# EXERCISE AIM:
Gather every line in the material below that contains the string "road" and copy each of those lines in full. Case counts when matching.

# SOURCE DATA:
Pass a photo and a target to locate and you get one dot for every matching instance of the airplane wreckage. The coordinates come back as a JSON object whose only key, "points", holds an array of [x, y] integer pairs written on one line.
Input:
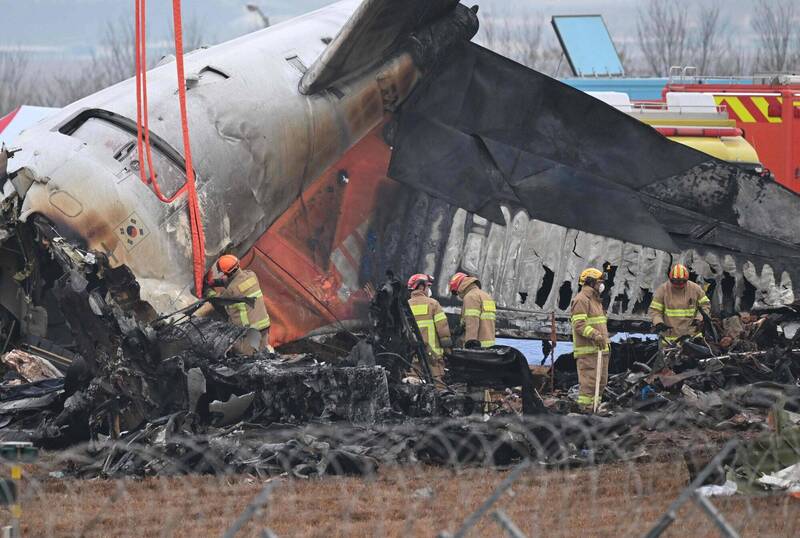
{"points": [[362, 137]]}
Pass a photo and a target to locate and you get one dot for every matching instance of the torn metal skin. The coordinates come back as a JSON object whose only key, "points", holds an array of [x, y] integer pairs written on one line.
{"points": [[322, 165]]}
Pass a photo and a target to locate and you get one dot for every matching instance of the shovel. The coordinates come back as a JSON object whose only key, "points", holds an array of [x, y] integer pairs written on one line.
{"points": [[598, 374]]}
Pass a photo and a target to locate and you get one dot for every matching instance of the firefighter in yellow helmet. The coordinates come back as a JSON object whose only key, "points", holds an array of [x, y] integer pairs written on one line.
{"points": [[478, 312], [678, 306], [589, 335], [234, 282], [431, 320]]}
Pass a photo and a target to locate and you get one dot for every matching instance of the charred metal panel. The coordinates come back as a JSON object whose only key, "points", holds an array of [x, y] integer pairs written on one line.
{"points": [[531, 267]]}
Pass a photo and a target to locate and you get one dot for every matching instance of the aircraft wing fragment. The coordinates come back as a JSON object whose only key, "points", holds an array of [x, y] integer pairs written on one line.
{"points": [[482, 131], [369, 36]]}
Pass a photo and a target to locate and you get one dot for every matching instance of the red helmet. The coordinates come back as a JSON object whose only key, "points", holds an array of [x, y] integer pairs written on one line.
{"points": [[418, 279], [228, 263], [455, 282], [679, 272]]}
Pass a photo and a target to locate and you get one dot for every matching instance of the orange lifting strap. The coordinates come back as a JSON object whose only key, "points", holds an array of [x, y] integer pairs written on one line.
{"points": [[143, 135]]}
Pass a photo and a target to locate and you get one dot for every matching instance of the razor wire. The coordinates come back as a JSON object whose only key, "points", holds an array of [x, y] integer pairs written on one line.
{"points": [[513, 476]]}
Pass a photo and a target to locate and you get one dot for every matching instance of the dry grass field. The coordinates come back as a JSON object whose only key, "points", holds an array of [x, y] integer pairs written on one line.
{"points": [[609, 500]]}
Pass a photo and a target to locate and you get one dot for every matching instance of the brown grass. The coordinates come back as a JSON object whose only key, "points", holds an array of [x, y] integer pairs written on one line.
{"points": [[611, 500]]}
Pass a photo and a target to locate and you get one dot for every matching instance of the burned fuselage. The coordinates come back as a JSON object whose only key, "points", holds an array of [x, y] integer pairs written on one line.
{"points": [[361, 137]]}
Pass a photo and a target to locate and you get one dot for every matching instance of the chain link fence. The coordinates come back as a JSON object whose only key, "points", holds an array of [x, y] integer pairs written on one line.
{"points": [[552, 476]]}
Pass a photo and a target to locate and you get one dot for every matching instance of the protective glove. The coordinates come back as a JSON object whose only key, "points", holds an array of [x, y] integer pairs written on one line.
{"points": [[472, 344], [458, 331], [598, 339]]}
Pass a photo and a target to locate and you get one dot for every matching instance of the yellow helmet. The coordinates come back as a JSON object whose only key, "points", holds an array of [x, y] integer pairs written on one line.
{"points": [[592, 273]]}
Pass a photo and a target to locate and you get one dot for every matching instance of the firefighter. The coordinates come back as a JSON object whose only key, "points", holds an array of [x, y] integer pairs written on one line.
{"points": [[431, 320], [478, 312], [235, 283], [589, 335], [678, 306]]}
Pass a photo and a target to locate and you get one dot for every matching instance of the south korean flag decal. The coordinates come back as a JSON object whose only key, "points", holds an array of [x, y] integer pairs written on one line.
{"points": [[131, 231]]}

...

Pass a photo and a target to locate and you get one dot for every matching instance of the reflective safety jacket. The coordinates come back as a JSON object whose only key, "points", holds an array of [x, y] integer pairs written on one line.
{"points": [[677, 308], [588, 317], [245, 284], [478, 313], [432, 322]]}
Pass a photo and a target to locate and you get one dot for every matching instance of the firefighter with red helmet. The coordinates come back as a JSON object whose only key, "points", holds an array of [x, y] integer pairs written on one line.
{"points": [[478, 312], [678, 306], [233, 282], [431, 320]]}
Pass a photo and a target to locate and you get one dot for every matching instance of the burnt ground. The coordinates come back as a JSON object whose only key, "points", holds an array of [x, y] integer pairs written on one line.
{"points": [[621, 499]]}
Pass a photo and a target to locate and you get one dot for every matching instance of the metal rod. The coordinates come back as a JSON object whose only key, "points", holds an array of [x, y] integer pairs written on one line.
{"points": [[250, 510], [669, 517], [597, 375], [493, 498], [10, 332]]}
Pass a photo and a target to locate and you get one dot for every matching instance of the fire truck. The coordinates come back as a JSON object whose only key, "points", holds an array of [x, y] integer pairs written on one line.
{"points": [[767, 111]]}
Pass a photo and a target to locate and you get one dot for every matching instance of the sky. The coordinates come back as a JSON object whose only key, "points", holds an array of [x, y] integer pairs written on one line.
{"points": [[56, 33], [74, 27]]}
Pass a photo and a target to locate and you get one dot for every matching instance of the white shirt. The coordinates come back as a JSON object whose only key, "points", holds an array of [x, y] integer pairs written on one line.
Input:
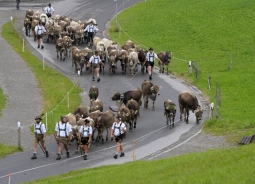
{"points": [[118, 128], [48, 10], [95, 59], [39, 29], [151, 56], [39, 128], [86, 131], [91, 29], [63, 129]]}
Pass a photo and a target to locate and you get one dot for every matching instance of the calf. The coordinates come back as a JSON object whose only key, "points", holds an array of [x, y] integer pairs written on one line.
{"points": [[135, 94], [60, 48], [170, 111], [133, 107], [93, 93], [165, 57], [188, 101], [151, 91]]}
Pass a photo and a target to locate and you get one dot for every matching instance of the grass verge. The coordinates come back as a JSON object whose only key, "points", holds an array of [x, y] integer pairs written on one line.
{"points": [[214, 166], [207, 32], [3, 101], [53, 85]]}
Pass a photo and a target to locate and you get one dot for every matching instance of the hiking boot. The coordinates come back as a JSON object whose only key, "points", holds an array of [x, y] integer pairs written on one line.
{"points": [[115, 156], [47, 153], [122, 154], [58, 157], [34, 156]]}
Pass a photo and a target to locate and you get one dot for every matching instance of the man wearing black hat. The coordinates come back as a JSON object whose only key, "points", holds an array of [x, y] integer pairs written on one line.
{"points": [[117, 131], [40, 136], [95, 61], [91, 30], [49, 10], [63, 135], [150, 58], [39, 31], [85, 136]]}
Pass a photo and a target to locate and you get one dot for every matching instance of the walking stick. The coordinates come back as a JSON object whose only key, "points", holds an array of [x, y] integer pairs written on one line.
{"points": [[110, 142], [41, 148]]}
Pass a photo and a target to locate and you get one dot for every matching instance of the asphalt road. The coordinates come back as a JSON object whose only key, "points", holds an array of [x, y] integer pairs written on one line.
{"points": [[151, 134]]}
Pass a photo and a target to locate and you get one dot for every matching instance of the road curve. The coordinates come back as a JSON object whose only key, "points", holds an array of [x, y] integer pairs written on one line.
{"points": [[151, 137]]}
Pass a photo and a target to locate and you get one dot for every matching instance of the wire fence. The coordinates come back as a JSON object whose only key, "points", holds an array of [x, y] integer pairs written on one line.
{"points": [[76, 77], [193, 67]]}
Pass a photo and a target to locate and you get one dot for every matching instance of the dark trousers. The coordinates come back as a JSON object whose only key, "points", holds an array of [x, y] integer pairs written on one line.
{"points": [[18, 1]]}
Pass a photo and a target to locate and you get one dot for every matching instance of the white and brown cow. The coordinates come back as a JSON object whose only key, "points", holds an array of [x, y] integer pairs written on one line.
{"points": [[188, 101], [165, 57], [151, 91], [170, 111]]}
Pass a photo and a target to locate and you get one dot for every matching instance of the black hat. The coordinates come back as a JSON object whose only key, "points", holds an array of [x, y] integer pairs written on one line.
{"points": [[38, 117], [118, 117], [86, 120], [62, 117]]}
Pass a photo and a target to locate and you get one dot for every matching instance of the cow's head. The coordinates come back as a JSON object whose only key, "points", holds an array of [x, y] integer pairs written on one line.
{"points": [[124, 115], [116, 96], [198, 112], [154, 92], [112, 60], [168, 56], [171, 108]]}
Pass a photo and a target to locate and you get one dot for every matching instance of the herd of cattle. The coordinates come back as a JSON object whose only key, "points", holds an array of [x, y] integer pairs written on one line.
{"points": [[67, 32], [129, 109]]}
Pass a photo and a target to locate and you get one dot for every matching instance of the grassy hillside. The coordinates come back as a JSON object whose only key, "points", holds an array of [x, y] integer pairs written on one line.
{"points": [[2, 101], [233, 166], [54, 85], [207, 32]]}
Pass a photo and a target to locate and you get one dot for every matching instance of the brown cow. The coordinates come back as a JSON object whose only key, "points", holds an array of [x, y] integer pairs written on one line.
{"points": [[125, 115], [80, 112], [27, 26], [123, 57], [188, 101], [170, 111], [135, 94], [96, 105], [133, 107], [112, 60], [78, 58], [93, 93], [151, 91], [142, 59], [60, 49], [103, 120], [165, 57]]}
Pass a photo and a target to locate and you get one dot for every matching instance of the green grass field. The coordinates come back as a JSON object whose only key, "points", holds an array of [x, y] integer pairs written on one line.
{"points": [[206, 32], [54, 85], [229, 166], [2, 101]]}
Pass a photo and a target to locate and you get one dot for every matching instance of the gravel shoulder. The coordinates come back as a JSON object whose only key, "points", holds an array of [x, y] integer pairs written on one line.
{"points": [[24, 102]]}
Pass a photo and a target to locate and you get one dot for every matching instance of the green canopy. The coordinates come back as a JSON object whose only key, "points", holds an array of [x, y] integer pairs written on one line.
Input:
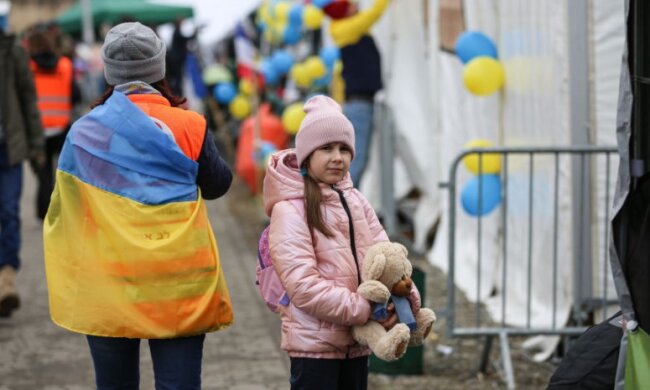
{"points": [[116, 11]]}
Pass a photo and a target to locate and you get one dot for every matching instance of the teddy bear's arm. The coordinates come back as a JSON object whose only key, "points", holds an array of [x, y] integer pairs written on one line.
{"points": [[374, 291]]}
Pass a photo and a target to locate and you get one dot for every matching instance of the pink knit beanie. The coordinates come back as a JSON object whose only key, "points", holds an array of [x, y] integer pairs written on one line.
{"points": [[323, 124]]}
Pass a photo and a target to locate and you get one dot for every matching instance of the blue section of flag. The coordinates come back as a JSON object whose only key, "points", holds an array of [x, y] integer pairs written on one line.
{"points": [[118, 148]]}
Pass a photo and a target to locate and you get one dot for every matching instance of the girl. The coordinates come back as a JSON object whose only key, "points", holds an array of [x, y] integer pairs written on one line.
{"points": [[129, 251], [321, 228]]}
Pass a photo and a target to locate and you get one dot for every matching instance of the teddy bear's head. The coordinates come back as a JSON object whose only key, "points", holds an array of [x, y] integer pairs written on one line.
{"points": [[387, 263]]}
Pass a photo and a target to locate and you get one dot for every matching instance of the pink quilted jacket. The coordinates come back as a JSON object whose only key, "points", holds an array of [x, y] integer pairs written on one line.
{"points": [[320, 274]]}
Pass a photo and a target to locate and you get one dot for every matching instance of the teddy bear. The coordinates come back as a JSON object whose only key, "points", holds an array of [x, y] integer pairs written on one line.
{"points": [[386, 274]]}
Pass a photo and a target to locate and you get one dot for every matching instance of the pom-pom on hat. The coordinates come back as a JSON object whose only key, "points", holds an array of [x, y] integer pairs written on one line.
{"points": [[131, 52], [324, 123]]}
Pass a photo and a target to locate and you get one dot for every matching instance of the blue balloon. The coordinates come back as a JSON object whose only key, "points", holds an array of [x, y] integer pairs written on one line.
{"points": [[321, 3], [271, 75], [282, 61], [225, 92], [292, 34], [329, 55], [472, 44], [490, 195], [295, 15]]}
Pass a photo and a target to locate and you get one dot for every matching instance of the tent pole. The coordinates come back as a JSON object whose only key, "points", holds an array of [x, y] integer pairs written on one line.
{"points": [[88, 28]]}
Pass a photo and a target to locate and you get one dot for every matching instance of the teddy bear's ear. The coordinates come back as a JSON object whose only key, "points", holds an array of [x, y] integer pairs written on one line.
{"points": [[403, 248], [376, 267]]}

--

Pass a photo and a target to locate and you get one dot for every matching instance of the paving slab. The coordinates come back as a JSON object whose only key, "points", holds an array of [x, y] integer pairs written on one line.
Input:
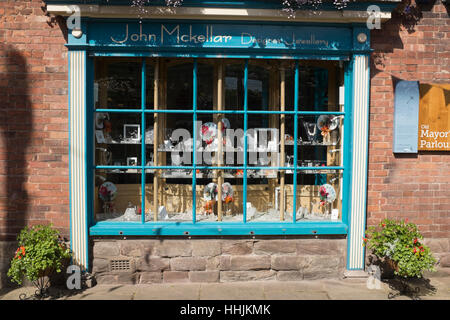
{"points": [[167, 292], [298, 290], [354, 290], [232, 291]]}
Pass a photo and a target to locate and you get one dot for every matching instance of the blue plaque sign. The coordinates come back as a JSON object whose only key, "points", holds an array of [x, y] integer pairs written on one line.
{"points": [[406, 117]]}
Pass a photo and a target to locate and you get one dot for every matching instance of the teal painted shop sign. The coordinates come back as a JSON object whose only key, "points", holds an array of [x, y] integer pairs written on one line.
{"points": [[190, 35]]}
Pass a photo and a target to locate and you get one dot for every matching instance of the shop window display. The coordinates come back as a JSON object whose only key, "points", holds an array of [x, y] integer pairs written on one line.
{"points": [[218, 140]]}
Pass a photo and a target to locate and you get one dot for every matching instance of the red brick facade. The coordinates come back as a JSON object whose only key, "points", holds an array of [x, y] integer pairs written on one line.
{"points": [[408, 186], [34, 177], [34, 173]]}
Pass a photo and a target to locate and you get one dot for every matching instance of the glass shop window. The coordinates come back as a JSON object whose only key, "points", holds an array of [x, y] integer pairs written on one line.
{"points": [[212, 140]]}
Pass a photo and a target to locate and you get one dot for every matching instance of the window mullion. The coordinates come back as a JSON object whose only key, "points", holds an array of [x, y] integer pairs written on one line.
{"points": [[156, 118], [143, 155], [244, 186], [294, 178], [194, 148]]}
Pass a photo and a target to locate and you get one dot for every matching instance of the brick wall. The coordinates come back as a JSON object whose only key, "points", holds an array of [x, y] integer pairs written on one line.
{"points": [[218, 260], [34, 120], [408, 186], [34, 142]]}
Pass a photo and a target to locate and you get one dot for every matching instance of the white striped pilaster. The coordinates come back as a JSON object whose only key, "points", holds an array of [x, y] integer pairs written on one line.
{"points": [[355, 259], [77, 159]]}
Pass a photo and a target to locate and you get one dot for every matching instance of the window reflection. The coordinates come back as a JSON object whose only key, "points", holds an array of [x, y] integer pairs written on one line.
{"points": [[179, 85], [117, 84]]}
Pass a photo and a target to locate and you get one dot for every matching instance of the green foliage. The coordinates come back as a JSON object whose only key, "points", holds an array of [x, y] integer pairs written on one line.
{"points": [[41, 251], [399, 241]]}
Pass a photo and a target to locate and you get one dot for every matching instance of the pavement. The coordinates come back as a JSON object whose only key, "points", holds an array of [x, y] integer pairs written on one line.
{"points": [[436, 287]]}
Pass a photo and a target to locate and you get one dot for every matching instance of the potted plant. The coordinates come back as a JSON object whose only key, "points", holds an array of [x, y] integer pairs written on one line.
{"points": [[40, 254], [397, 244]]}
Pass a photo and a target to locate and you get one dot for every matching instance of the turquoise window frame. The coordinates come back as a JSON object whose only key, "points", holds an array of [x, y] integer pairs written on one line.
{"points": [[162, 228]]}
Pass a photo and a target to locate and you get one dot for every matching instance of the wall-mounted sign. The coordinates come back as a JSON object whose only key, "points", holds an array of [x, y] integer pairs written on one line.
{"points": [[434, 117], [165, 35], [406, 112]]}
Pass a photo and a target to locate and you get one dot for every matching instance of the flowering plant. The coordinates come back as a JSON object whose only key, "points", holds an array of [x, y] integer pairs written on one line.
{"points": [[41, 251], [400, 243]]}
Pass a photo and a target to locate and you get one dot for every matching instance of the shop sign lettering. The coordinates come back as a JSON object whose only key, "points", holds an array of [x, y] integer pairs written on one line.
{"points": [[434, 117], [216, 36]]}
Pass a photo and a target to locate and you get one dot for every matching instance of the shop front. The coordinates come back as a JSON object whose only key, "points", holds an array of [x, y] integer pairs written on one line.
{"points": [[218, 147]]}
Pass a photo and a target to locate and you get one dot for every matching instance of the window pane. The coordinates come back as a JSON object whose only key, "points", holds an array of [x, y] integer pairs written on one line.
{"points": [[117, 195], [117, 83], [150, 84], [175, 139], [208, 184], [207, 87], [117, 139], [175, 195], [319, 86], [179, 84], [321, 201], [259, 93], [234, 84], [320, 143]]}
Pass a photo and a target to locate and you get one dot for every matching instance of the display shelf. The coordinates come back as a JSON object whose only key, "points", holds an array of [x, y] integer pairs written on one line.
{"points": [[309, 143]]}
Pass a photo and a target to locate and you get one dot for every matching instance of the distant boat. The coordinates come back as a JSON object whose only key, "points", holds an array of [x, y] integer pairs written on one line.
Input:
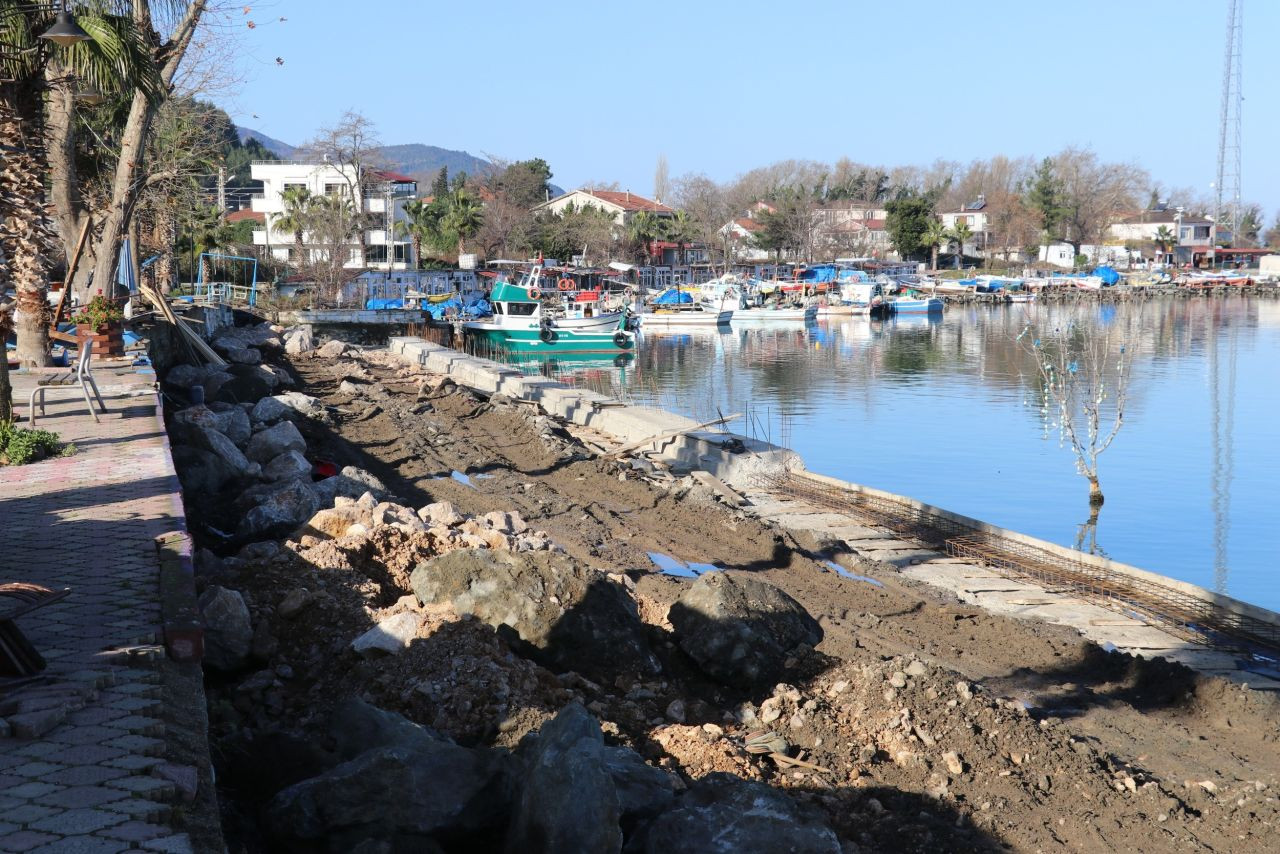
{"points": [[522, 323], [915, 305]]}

# THE RESULT:
Pass a photo and a target to locate and you get one dot for every matching instance of the asphalt road. The coordinates come back as a JSON object whose only key, "points", holds an array of [x, y] integer pairs written on one line.
Pass a photo and a target to locate and you get one dot for every matching instance of the road curve. The coordinates come back as a JSON object whose only key, "points", holds an array of [x, y] integer pairs written on one line.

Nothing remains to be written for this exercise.